START Extract provided

2. Materials and Methods

2.1. Digital Image Data Acquisition and Processing

2.1.1. Experimental Design and Digital Image Acquisition of Rice False Smut

The field trial was conducted at the Scientific Experimental Base of Shenyang Agricultural University in Shenyang City, Liaoning Province (123°55′85″ E, 41°81′63″ N), as shown in Figure 1. The base is located in the south of northeast China, with an average annual temperature of 10.4 °C, an average yearly precipitation of 600–800 mm, and a temperate continental semi-humid climate. The rice varieties bred in this experimental field include Liao Japonica 9, Northern Japonica 202, Northern Japonica 204, and Northern Japonica 1705.

The experiment was conducted in this test area from August to September 2023 (rice spike to maturity). False smut data were sampled every three days to obtain data on rice with different incidence levels. The shooting time was selected for collection from 10 am to 3 pm. To ensure data diversity, different shooting angles and shooting distances were selected during the collection process to further increase the target data diversity and the model’s generalization ability. Using a Canon EOS1500D DSLR camera with an effective pixel count of approximately 24.1 megapixels, with a Canon EF-S 18–55 mm f/4–5.6 IS STM lens, shooting with automatic white balance, an image resolution of 1920 × 1280 pixels, the image was saved in the ‘JPG’ format, which preserves distracting information such as the background of the rice paddy. The captured images are shown in Figure 2.

END Extract provided
START Records provided

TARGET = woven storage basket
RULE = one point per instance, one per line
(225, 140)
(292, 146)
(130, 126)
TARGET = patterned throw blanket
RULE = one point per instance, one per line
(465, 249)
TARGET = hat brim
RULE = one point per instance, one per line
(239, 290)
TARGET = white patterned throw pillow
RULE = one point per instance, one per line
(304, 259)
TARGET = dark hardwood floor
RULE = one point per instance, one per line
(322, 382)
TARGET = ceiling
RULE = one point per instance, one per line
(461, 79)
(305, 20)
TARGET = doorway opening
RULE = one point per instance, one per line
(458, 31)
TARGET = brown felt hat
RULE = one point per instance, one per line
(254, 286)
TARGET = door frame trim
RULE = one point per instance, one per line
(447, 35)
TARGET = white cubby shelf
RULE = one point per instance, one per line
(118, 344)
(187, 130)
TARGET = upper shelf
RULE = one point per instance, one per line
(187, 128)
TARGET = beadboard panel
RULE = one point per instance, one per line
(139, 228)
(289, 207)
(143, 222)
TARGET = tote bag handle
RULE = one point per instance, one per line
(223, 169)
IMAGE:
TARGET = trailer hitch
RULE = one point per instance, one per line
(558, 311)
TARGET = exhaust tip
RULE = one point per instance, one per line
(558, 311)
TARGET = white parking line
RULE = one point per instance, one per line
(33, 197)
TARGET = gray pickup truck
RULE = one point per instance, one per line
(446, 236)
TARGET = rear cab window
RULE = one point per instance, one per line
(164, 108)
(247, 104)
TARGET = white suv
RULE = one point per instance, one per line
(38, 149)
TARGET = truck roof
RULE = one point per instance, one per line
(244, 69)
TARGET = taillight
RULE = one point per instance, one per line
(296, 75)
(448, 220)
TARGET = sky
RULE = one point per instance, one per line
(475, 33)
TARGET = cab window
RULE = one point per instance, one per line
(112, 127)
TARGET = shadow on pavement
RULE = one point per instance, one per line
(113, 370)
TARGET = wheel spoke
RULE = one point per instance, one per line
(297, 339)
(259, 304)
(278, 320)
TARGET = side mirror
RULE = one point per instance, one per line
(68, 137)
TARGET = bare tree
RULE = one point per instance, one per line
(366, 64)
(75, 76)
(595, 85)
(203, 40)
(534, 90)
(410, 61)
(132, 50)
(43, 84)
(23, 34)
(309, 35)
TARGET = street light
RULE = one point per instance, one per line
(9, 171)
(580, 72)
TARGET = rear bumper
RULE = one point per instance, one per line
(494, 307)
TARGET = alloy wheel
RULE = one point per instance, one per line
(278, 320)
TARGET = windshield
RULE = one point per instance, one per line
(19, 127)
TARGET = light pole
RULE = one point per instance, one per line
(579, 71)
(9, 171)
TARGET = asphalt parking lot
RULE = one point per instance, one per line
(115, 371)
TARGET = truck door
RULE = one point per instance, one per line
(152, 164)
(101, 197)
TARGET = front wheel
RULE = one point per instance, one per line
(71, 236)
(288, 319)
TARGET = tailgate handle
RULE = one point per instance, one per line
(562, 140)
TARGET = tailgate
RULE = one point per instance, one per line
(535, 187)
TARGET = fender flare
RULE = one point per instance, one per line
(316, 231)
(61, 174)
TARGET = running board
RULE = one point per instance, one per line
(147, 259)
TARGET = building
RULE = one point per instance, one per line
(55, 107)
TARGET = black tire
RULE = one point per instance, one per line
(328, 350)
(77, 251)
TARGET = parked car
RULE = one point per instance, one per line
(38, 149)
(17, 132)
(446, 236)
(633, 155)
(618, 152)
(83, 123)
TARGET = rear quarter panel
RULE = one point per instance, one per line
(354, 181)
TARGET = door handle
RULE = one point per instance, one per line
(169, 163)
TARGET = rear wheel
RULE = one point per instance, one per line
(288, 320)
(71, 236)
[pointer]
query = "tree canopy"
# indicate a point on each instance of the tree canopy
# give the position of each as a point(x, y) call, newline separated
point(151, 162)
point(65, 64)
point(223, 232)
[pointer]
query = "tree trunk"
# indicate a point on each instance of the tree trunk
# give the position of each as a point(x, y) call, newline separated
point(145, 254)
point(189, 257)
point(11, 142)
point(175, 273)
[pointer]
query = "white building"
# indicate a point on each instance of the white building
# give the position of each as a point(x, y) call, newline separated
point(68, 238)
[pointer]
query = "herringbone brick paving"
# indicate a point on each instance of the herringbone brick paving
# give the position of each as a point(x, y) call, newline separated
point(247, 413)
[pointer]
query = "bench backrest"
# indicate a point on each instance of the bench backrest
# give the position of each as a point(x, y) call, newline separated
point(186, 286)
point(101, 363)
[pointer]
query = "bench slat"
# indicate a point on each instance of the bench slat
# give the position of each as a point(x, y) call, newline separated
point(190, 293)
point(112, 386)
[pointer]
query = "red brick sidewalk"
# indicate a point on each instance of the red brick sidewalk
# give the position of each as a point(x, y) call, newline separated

END Records provided

Work order A =>
Answer these from the rice false smut methods text:
(i) What is the average annual temperature at the experimental base?
(ii) During which months and year was the experiment run?
(iii) In what file format were the images saved?
Work order B => Name every rice variety that the rice false smut methods text says is bred in the experimental field.
Work order C =>
Does the rice false smut methods text support each statement? Answer yes or no and quote the words that decide it.
(i) False smut data were sampled once a week.
(ii) Photos were taken between 10 am and 3 pm.
(iii) The images had a resolution of 1920 × 1280 pixels.

Written reply A =>
(i) 10.4 °C
(ii) August to September 2023
(iii) JPG

Written reply B => Liao Japonica 9, Northern Japonica 202, Northern Japonica 204, Northern Japonica 1705

Written reply C =>
(i) No: "False smut data were sampled every three days"
(ii) Yes: "The shooting time was selected for collection from 10 am to 3 pm."
(iii) Yes: "an image resolution of 1920 × 1280 pixels"